Location identification items
------------------------------
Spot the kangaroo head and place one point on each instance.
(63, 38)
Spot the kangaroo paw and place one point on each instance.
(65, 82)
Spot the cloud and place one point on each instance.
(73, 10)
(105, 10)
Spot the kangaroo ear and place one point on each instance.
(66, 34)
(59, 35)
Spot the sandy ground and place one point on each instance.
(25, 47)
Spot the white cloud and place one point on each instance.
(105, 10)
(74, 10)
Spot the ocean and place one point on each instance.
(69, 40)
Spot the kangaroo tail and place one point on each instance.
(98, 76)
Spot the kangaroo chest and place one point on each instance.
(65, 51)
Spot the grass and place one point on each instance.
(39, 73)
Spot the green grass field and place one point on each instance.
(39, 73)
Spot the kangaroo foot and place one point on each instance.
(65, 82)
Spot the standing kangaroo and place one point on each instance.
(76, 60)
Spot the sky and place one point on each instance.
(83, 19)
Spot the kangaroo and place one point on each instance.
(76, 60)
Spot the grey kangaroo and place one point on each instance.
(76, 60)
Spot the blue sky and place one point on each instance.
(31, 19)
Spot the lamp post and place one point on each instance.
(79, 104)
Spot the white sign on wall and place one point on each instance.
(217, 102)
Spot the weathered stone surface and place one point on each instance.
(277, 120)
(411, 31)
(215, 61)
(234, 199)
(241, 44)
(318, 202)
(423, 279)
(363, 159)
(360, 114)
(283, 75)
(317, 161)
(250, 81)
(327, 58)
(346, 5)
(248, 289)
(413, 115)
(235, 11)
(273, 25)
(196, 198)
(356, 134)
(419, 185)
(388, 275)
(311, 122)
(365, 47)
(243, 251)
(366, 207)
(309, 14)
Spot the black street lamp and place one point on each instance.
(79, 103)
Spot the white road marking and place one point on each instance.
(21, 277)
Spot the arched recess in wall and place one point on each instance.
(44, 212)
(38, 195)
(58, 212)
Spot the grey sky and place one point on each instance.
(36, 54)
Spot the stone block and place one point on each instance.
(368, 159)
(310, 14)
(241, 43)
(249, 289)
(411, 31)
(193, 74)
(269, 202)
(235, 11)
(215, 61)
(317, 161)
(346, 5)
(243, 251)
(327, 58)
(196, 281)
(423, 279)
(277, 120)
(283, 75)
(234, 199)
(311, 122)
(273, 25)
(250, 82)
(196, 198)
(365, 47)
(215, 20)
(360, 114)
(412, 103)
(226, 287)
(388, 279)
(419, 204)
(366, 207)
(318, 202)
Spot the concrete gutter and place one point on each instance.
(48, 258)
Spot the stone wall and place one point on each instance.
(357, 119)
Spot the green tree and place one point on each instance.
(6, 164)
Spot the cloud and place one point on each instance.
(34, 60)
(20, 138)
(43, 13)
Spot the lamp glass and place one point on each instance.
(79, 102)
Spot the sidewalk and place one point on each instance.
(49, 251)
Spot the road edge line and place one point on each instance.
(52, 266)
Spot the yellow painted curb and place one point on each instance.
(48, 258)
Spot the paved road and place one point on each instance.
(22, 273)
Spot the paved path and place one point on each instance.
------------------------------
▸ Your instructions: From the records above, extract everything verbatim.

▸ Exercise answer:
Spot the kangaroo head and place one point on each instance.
(63, 38)
Spot the kangaroo paw and place one point on each instance.
(65, 82)
Spot the cloud and place one point on each instance.
(73, 10)
(105, 10)
Spot the kangaroo ear and place one point on each instance.
(66, 34)
(59, 35)
Spot the sandy ground and place one point on each instance.
(25, 47)
Spot the white cloud and place one point on each instance.
(105, 10)
(74, 10)
Spot the ocean and place one point on each instance.
(69, 40)
Spot the kangaroo tail and place one point on each instance.
(98, 76)
Spot the kangaroo chest and place one point on each instance.
(65, 51)
Spot the grass and place one point on each instance.
(39, 73)
Spot the green grass field and place one point on each instance.
(39, 73)
Spot the kangaroo foot and place one point on each instance.
(65, 82)
Spot the standing kangaroo and place one point on each instance.
(76, 60)
Spot the sky and place one point on each instance.
(83, 19)
Spot the kangaroo and place one point on each instance.
(76, 60)
Spot the grey kangaroo and place one point on each instance.
(76, 60)
Spot the blue sky and place one point on each instance.
(31, 19)
Spot the lamp post and place one point on each instance.
(79, 104)
Spot the white sign on wall and place one point on each instance.
(217, 102)
Spot the weathered stone surface and place one point on each instance.
(277, 120)
(411, 31)
(215, 61)
(234, 199)
(241, 44)
(318, 202)
(423, 279)
(363, 159)
(360, 114)
(283, 75)
(317, 161)
(250, 81)
(327, 58)
(346, 5)
(248, 289)
(413, 115)
(235, 11)
(273, 25)
(196, 198)
(356, 134)
(419, 185)
(388, 275)
(311, 122)
(365, 47)
(243, 251)
(366, 207)
(309, 14)
Spot the black street lamp and place one point on each instance.
(79, 103)
Spot the white road marking and place one point on each instance.
(21, 277)
Spot the arched recess in wall and place one point on each instance.
(44, 212)
(38, 195)
(58, 212)
Spot the grey sky and place one point on each instance.
(36, 54)
Spot the stone block and place one point on each instance.
(368, 159)
(310, 14)
(241, 43)
(249, 289)
(411, 31)
(193, 74)
(269, 202)
(235, 11)
(215, 61)
(317, 161)
(346, 5)
(243, 251)
(327, 58)
(196, 281)
(423, 279)
(277, 120)
(283, 75)
(234, 199)
(311, 122)
(273, 25)
(250, 82)
(196, 198)
(365, 47)
(215, 20)
(360, 114)
(412, 103)
(226, 287)
(388, 279)
(419, 204)
(366, 207)
(318, 202)
Spot the concrete gutter and place one point on each instance.
(48, 258)
Spot the stone wall and place one point on each instance.
(357, 119)
Spot the green tree and place one point on each instance.
(6, 164)
Spot the cloud and place one point on each instance.
(34, 60)
(20, 138)
(43, 13)
Spot the lamp glass and place one point on each instance.
(79, 102)
Spot the sidewalk and place one point on each instance.
(49, 251)
Spot the road edge line and place one point on each instance.
(52, 266)
Spot the yellow painted curb and place one point on each instance.
(48, 258)
Spot the paved road and place one point on each instance.
(22, 273)
Spot the paved path and place one point on each instance.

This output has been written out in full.